Population (June 1, 2020)
- • Total: 62,869
- • Density: 3,193/km^{2} (8,270/sq mi)
- Time zone: UTC+9 (Japan Standard Time)
- - Tree: Camellia sasanqua
- - Flower: Iris sanguinea
- Phone number: 022-368-1141
- Address: 1-1 Chūō 2-chōme, Tagajō-shi, Miyagi-ken 985-8531
- Website: Official website

= Tagajō =

Tagajō (多賀城市, Tagajō-shi) is a city located in Miyagi Prefecture, Japan. As of 1 June 2020, the city had an estimated population of 62,869 in 27,869 households, and a population density of 3,200 people per km^{2}. The total area of the city is 19.64 km². The city was named after Taga Castle, the capital of Mutsu Province from the Nara period.

==Geography==
Tagajō is in the coastal plains of east-central Miyagi Prefecture, bordered by the Pacific Ocean to the east.

===Neighboring municipalities===
Miyagi Prefecture
- Rifu
- Sendai
- Shichigahama
- Shiogama

==Climate==
Tagajō has a humid climate (Köppen climate classification Cfa) characterized by mild summers and cold winters. The average annual temperature in Tagajō is 12.3 °C. The average annual rainfall is 1225 mm with September as the wettest month. The temperatures are highest on average in August, at around 24.8 °C, and lowest in January, at around 1.1 °C.

==Demographics==
Per Japanese census data, the population of Tagajō has recently plateaued after a long period of growth.

### PROVIDED DATA

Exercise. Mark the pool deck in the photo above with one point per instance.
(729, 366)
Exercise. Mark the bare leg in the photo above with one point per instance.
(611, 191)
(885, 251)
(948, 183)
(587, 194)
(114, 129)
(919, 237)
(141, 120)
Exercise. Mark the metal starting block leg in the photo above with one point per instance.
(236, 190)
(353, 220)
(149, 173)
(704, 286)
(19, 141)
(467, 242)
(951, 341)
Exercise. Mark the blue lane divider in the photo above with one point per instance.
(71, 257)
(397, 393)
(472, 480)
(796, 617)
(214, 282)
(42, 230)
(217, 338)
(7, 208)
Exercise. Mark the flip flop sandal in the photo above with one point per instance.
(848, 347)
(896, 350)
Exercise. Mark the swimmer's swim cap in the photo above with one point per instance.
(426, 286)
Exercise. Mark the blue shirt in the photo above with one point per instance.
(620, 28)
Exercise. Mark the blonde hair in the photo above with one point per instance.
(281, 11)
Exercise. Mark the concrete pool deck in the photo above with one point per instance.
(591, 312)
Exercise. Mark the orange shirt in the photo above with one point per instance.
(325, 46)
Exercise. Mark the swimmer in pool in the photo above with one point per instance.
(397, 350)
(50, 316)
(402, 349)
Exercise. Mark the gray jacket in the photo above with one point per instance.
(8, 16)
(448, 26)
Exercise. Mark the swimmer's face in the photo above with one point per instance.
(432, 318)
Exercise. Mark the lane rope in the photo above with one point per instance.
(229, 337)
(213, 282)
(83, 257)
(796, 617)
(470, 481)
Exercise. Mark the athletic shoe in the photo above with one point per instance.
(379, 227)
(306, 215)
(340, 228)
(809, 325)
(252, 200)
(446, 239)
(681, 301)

---

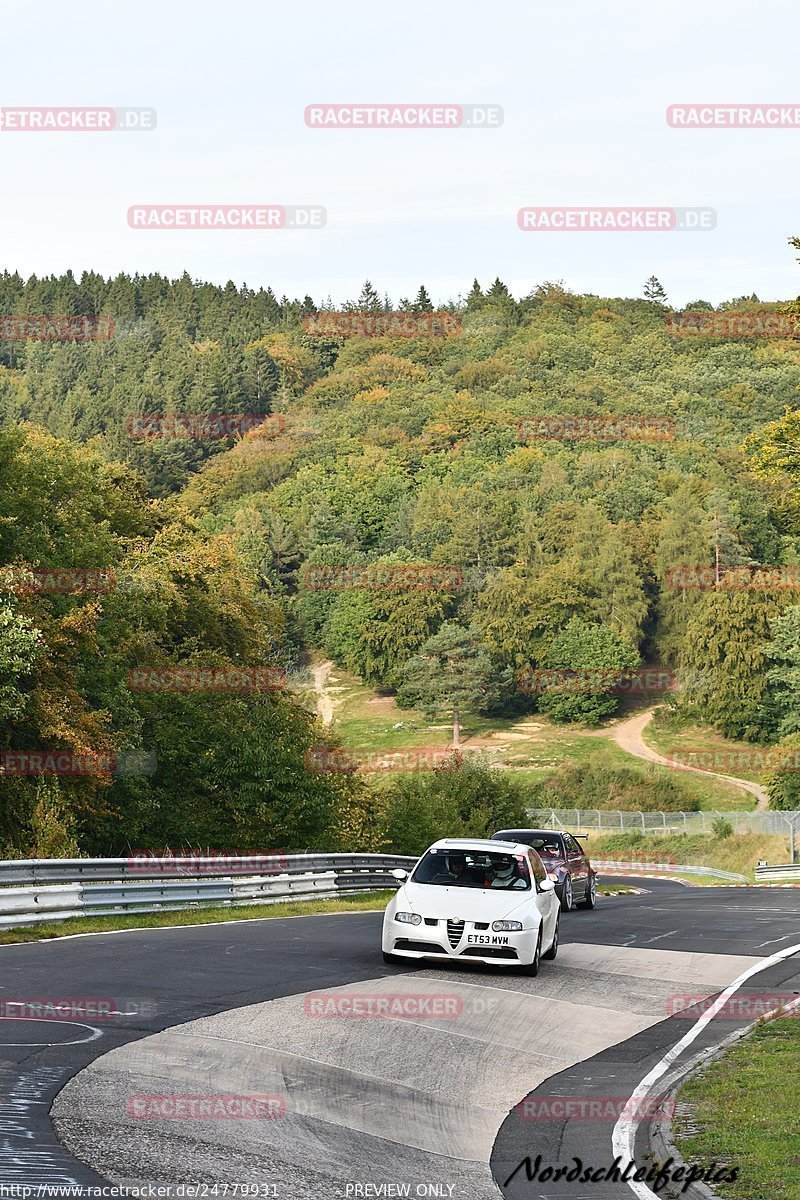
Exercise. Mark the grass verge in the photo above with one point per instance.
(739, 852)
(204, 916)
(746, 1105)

### PROBLEM 1
Name every municipality that the article on Tagajō lists as neighboring the city.
### PROBLEM 2
According to the article on Tagajō, which month brings the most rainfall?
### PROBLEM 3
Continue the article on Tagajō from its final sentence.

### ANSWER BOX 1
Rifu, Sendai, Shichigahama, Shiogama

### ANSWER BOX 2
September

### ANSWER BOX 3
==History==
The area of present-day Tagajō was part of ancient Mutsu Province, and has been settled since at least the Jōmon period by the Emishi people. Per the Shoku Nihongi, following a huge earthquake in the year 715 AD, a large number of people migrated to this area from the southern Kantō region, forming numerous fortified settlements in the hinterland. In 729 AD, a large fortified settlement, Taga Castle, was established by the imperial dynasty as a military center to establish control over the region and to protect these colonists. The fortification became the administrative capital of Mutsu Province under the Ritsuryō system. The tsunami in 869 caused extensive flooding of the Sendai plain, destroying the town of Tagajō. Archaeological investigations have identified the remains of 8th and 9th century buildings beneath the present town, covered by sediments dated to the middle of the 10th century.

During the later portion of the Heian period, the area was ruled by the Northern Fujiwara. During the Sengoku period, the area was contested by various samurai clans before the area came under the control of the Date clan of Sendai Domain during the Edo period, under the Tokugawa shogunate.

After the start of the Meiji period, the modern village of Tagajō was established with the creation of the municipalities system on April 1, 1889. From 1945 to 1954, a United States Army base, Camp Loper, was located in the town. Tagajō was elevated to town status on July 1, 1951. In the mid-1960s, the town was designated as an industrial development zone due to its proximity to Sendai harbor. Tagajō was designated a city on November 1, 1971.
The city was seriously affected by the tsunami caused by the 2011 Tōhoku earthquake. As of April 7, 2011, 177 people were known dead, with 15 missing. 1,811 people were living in shelters.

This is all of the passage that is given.